───── EXTRACTED MATERIAL
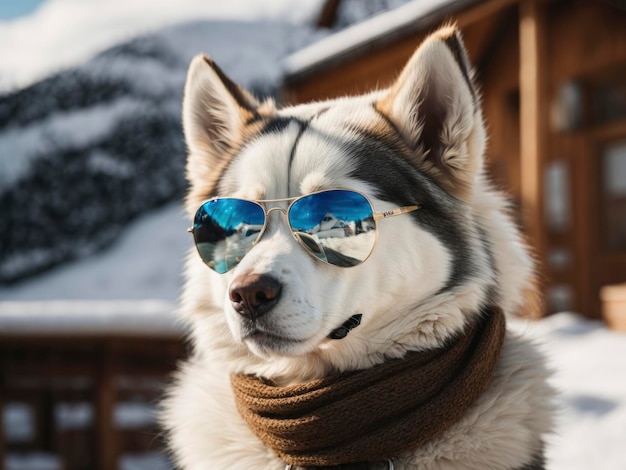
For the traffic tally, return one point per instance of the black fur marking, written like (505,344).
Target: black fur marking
(537,463)
(278,124)
(400,182)
(458,51)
──────────
> _YOUR TASK_:
Your answer must be an exact repeat of the records above, with the pictures left out.

> _SOLUTION_:
For the traffic tally, return one point per instance of the black fur marking, written like (505,344).
Target: black fur marking
(537,463)
(278,124)
(400,182)
(458,51)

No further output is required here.